Copy out the full listing below word for word, keeping every line unchanged and in its original order.

— START Source material —

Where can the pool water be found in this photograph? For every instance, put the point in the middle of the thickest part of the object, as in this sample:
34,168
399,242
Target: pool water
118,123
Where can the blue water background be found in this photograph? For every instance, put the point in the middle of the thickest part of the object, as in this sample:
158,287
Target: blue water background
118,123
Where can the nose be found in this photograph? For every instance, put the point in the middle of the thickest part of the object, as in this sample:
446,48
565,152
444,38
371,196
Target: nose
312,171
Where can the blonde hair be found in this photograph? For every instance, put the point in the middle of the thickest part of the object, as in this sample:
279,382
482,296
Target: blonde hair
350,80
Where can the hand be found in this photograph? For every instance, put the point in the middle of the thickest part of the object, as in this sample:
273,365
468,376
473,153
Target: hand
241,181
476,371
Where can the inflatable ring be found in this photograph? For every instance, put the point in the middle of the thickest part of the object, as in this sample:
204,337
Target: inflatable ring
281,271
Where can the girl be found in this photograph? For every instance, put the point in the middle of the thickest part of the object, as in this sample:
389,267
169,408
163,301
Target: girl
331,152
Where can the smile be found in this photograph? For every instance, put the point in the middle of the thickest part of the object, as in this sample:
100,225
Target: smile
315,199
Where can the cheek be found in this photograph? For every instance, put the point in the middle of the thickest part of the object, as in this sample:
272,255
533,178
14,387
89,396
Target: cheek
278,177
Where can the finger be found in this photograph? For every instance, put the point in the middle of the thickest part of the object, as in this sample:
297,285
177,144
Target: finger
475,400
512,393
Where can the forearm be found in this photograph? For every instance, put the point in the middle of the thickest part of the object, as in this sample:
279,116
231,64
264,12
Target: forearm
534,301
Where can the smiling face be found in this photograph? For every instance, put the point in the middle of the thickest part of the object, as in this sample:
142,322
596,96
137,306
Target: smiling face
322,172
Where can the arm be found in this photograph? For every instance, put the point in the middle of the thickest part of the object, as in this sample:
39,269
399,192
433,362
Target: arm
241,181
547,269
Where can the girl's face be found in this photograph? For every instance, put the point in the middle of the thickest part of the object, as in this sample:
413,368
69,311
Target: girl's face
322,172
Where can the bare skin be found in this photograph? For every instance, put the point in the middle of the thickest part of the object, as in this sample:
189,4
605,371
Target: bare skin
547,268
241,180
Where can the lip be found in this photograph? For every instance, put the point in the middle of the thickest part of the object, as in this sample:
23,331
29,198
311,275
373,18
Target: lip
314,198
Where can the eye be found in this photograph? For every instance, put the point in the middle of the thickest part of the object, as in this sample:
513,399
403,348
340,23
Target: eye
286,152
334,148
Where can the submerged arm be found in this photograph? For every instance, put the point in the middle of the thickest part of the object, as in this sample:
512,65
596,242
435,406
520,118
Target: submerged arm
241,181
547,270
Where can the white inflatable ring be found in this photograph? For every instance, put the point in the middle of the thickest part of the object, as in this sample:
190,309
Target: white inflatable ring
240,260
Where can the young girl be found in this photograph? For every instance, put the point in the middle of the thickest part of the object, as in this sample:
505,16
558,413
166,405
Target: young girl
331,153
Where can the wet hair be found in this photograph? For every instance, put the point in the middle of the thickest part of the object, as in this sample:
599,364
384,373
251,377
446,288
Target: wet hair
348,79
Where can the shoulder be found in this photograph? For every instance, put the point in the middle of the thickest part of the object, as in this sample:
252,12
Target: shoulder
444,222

— END Source material —

### Final answer
Where can the pool water be found in this photograph? For every instance, put the point in the middle of the thickest part of the object, as in this sample:
34,168
399,242
Target: pool water
118,123
Where can the blue water background be found in this photograph? For every instance, put the point in the middle of the thickest part of the object, as in this sample:
158,287
Target: blue water background
118,123
Where can the nose be found in this photograph? For every instance, put the point in the middle of the thickest part of the object, as in this sample:
446,48
565,152
444,38
371,196
Target: nose
312,171
Where can the blonde hair be found in this photograph? For every instance, put the point in the middle of the thickest part of the object, as in this sample:
279,382
482,296
Target: blonde hair
350,80
Where can the hand be found in this photograph? For every instance, put the point in the middle of the thickest part of the object, as in this sample:
273,365
468,376
473,153
Target: hand
241,181
476,371
Where can the inflatable ring be found in this photograph? For every instance, put the point in the middle of the thickest part of the object, as in this sample:
204,337
Target: inflatable ring
281,271
Where can the girl be found in this photograph? For every instance, put the point in the middle of the thickest part of the object, as in this sample:
389,267
169,408
163,301
Target: girl
331,152
Where can the smile be found in this photograph? For every instance, put the point in the middle of the thickest part of the object, as in this sample:
100,225
Target: smile
315,199
Where can the cheek be found in this photograph? For every instance, put the point in the middle of the thickest part of the object, as in this sample:
272,255
533,178
14,387
89,396
Target: cheek
278,177
Where can the finger be found in this photograph? For every instance, put the point in the middle of the thickest part of the object, as in this sample:
297,285
177,144
Target: finger
475,400
512,393
Where can the forearm be found in this photograph? For every instance, put the point in the middle of the thickest part of the object, as in this sample:
279,116
231,64
264,12
Target: forearm
534,301
Where can the smiling face be found in this photograph? For every instance, put the point in the middle of the thickest part of the object, as in this sample:
142,322
596,96
137,306
Target: smiling face
322,172
Where can the arm be found in this photograph? For every instance, put the point in the middle of the thickest part of the object, as in this sample:
39,269
399,192
433,362
Target: arm
241,181
547,269
Where can the girl's face be found in this photograph? For every instance, put the point in the middle of the thickest part of the object, as in this sample:
413,368
69,311
Target: girl's face
322,172
Where can the bare skin be found in this photograph? For every instance, put the point in the middle of the thickest part of the object, as in this sample:
189,4
605,371
Target: bare skin
547,268
241,180
Where can the lip be found in this photograph? For every instance, put the point in the middle of the thickest part of the object, as in this sample:
23,331
29,198
311,275
373,18
Target: lip
314,198
Where can the eye be found in this photograph? For every instance, put the point in the middle of the thickest part of the object, as in this sample:
513,399
403,348
340,23
Target: eye
286,152
334,148
Where can the submerged arm be found in this photograph? For every instance, put the point in the middle of the thickest part of the object, as in this sample:
512,65
596,242
435,406
520,118
Target: submerged arm
241,181
547,270
Where can the white inflatable ring be found in this photograph? For every instance, put the point in the middle of the thickest part of the object, as in this sample:
190,309
Target: white inflatable ring
240,260
Where can the young girl be found in this photograph? For every instance, put the point in the middle of the thickest part of the object, as in this sample:
505,16
558,413
166,405
Target: young girl
331,153
Where can the wet hair be found in this photograph? For every instance, put the point in the middle of the thickest part of the object, as in this sample:
599,364
384,373
251,377
446,288
Target: wet hair
348,79
Where can the shoulder be found in this photograph? For every instance, put the point in the middle of the thickest part of the object, as in this sample:
252,12
Target: shoulder
444,222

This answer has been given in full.